→ **What to work on**
Locate each line of the records that includes the word "marking" and copy those lines.

[Items from a dataset]
_ _ _ _

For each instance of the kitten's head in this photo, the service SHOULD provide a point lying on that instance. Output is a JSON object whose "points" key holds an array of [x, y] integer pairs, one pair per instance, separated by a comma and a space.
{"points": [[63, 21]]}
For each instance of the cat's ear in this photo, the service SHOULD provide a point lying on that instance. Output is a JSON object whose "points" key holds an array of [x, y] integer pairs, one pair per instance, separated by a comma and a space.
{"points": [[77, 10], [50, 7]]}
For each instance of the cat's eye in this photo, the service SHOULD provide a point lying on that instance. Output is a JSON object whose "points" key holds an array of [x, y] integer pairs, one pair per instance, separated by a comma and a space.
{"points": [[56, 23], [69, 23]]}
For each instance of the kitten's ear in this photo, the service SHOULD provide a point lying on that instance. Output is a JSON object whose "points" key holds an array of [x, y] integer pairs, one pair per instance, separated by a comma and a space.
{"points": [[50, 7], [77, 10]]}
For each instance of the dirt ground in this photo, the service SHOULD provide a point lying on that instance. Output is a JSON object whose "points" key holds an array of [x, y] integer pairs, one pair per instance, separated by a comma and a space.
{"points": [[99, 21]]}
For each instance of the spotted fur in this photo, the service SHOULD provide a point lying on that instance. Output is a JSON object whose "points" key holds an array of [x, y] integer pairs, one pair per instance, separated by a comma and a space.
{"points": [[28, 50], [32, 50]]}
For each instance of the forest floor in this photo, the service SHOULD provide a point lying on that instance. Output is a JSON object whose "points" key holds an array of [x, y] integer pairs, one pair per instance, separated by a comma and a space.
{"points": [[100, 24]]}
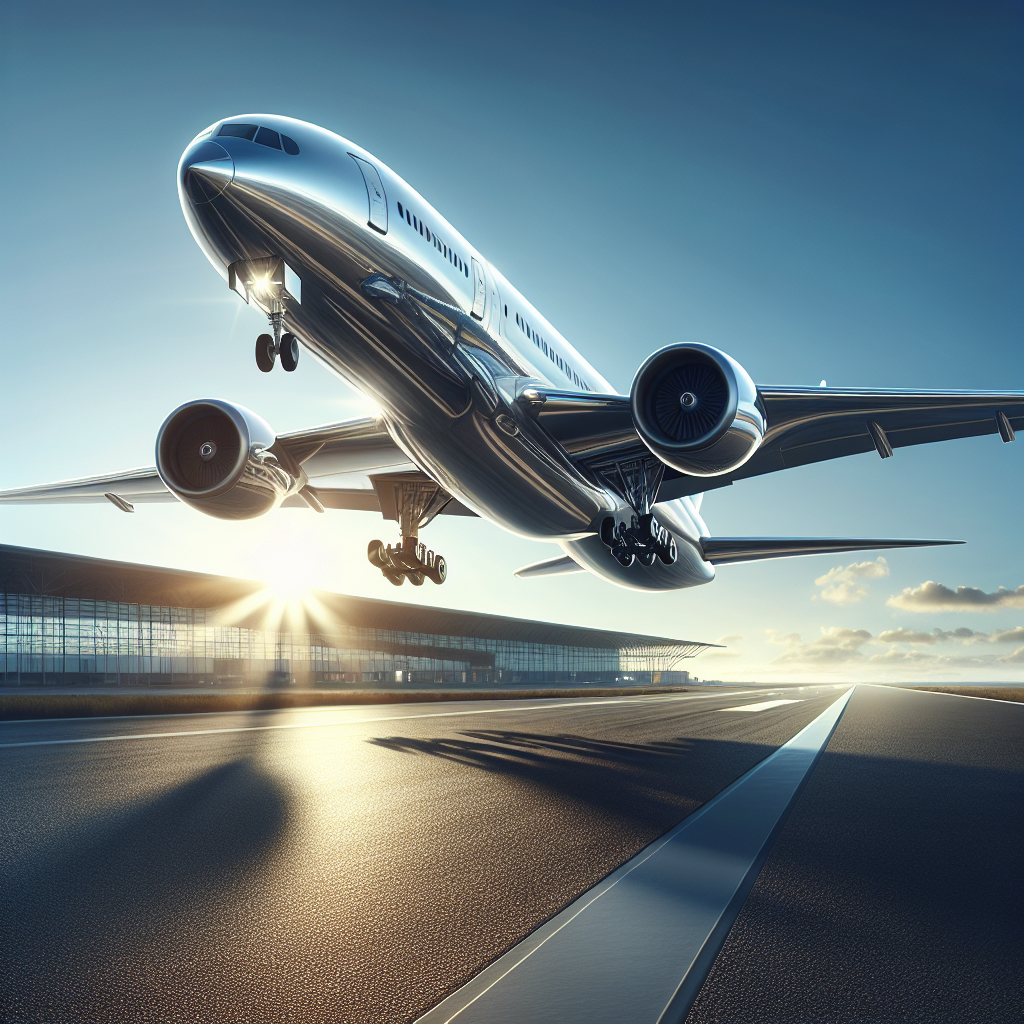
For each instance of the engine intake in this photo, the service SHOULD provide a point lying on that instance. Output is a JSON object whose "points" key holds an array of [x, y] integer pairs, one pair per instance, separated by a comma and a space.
{"points": [[215, 457], [695, 408]]}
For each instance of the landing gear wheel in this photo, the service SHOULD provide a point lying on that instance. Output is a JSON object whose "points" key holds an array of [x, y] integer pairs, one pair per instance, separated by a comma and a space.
{"points": [[289, 352], [608, 530], [670, 553], [264, 352]]}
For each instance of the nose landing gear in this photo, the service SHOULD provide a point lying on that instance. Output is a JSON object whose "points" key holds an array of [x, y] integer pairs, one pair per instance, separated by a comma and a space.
{"points": [[267, 349], [414, 500]]}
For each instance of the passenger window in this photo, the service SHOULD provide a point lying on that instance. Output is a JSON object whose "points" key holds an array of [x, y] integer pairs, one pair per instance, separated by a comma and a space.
{"points": [[239, 131], [267, 136]]}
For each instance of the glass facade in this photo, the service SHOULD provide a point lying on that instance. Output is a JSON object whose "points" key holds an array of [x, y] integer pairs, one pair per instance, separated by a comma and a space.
{"points": [[57, 639]]}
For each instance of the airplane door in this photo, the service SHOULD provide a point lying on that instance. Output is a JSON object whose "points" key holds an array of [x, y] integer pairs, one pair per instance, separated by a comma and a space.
{"points": [[479, 291], [495, 323], [375, 193]]}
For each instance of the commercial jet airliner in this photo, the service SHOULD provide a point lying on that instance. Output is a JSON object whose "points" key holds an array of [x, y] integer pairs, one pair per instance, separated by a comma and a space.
{"points": [[485, 410]]}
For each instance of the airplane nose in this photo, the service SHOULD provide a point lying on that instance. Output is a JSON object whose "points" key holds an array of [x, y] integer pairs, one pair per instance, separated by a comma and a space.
{"points": [[206, 172]]}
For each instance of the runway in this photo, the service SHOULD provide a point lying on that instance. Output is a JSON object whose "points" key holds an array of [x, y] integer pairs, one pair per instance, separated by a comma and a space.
{"points": [[363, 864]]}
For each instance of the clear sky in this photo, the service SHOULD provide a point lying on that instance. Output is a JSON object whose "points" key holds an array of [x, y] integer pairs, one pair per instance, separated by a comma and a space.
{"points": [[823, 190]]}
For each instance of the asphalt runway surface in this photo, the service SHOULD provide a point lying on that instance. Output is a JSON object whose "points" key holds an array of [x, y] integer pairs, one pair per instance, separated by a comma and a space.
{"points": [[360, 864]]}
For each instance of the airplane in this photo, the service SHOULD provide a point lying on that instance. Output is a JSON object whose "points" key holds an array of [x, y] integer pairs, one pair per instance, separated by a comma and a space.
{"points": [[484, 409]]}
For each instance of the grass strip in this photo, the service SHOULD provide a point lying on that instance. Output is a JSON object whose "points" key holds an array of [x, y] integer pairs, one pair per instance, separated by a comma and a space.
{"points": [[14, 707], [1012, 693]]}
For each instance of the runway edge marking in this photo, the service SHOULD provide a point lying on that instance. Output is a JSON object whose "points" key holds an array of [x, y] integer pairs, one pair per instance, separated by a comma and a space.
{"points": [[639, 944]]}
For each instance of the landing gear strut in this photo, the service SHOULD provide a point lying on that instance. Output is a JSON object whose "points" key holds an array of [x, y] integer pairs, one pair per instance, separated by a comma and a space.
{"points": [[644, 539], [268, 347], [417, 501]]}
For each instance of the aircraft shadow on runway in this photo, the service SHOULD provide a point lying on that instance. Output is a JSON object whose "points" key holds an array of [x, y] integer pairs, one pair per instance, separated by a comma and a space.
{"points": [[655, 784], [107, 882]]}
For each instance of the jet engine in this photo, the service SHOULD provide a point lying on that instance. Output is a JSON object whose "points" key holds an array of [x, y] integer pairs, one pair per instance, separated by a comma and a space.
{"points": [[696, 409], [216, 457]]}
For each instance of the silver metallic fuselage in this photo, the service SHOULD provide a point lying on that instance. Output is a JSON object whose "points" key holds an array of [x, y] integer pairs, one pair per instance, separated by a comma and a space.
{"points": [[446, 364]]}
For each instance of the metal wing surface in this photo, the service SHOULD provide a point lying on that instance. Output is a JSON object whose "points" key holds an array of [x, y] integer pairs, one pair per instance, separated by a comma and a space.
{"points": [[354, 446], [804, 425]]}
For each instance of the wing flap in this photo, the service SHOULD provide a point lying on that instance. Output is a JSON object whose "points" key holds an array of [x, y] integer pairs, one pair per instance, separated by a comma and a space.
{"points": [[135, 485], [553, 566], [730, 550], [360, 445], [808, 425]]}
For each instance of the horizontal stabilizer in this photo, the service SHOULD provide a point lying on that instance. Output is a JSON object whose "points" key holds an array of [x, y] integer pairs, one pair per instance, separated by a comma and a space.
{"points": [[553, 566], [728, 550]]}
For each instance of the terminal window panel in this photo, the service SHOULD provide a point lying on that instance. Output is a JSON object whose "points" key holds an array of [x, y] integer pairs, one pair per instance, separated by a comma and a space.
{"points": [[46, 635]]}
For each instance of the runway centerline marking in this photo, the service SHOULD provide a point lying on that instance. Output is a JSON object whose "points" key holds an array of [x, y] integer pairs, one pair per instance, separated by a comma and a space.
{"points": [[353, 721], [639, 944], [762, 706]]}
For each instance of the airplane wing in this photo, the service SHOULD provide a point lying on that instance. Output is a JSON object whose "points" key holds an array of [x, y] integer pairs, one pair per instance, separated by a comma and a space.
{"points": [[353, 446], [804, 425]]}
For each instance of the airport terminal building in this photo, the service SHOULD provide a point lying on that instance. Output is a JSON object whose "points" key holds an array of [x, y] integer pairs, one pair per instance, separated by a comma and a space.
{"points": [[69, 620]]}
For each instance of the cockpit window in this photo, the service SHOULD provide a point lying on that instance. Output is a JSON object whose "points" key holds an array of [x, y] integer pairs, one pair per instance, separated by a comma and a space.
{"points": [[239, 131], [267, 136], [264, 136]]}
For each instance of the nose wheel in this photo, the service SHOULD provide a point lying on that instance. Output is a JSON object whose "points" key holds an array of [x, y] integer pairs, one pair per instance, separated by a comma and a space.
{"points": [[268, 346]]}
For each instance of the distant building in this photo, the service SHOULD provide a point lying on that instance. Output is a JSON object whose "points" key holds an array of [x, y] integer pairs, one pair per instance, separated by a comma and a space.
{"points": [[70, 620]]}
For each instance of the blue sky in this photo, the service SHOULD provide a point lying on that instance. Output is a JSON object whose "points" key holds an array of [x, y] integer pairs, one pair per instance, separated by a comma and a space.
{"points": [[823, 190]]}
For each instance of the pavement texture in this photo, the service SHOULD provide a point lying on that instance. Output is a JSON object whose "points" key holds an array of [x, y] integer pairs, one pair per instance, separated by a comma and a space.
{"points": [[346, 864], [896, 889]]}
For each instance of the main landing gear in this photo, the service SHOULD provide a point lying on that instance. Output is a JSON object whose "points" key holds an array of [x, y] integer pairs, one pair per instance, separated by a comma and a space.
{"points": [[417, 501], [644, 540], [269, 346], [409, 559]]}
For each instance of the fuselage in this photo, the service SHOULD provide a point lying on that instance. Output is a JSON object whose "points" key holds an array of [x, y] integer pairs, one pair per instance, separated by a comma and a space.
{"points": [[444, 358]]}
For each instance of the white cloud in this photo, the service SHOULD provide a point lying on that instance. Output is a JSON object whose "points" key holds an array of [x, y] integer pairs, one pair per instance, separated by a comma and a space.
{"points": [[844, 586], [963, 635], [931, 596], [837, 645]]}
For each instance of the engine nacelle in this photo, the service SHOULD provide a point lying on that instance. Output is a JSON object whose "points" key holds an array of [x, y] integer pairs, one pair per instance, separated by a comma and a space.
{"points": [[215, 457], [695, 408]]}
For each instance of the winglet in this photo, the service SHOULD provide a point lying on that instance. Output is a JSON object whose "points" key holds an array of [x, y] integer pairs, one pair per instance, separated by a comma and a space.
{"points": [[729, 550]]}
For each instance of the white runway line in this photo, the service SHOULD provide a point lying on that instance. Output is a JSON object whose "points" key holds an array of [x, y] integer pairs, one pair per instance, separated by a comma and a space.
{"points": [[762, 706], [348, 721], [638, 946]]}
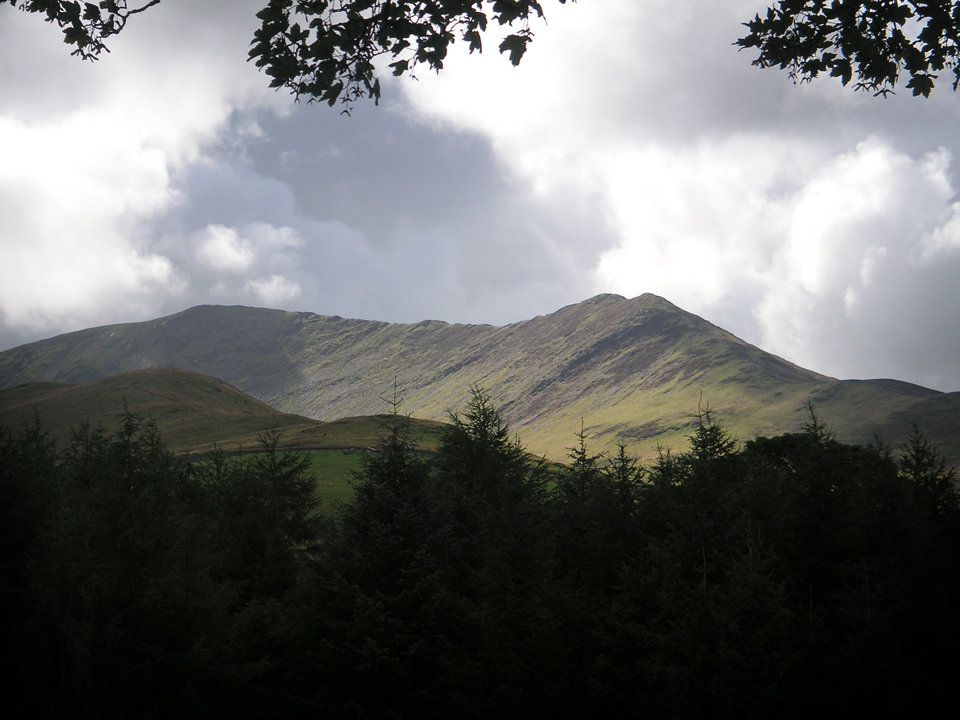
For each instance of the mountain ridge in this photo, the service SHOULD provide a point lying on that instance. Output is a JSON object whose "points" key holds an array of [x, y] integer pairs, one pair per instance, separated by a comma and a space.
{"points": [[640, 369]]}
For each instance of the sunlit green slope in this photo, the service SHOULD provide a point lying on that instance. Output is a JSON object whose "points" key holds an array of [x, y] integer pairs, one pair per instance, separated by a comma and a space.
{"points": [[638, 369]]}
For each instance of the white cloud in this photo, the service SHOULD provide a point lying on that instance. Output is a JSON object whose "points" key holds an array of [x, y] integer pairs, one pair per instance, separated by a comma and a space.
{"points": [[793, 215], [222, 248], [89, 151], [274, 290]]}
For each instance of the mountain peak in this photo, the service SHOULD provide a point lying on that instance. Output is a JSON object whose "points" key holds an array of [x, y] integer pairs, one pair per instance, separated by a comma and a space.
{"points": [[631, 368]]}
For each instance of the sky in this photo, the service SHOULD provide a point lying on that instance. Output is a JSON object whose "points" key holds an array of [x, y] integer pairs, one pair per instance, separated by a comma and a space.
{"points": [[633, 150]]}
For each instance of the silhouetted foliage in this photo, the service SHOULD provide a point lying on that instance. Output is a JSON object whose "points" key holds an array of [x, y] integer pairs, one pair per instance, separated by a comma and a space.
{"points": [[779, 577], [326, 49]]}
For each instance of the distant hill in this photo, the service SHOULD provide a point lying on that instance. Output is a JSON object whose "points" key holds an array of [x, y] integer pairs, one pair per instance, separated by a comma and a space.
{"points": [[637, 369], [193, 412]]}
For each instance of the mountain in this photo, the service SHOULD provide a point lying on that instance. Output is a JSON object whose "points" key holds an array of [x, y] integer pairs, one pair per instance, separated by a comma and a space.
{"points": [[639, 369], [192, 411]]}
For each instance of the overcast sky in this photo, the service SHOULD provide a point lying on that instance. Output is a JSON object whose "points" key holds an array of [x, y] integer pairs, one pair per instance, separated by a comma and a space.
{"points": [[634, 150]]}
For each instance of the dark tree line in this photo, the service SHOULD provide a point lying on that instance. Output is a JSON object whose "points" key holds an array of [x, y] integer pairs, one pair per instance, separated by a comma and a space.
{"points": [[783, 576]]}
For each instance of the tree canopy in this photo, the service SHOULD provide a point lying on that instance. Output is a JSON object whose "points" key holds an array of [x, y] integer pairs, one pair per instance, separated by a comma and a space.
{"points": [[325, 50]]}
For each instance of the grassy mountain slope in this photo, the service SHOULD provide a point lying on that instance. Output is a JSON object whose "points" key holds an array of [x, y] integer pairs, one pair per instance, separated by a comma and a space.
{"points": [[193, 411], [637, 369]]}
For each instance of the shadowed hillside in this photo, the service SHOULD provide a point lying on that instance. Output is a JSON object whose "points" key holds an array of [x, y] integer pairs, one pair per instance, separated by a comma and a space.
{"points": [[192, 411], [637, 369]]}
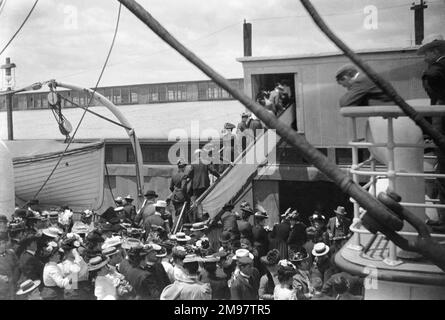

_ _ _ _

→ **Answer to the task**
For each instance of the runway edge marking in this photo, the service SHOULD provide a point lying on that instance. Output is a JSON object whose "points" key holds an array of [x, y] integer pairs, one pair per instance, separated by a comma and a space.
For each instance of the runway centerline marking in this photo, the service SHOULD provide a point lying on that instance. Output is a JSON object whose "points" key holds an array of [x, y] integer pairs, one pair per instance, separated by a comma and a space.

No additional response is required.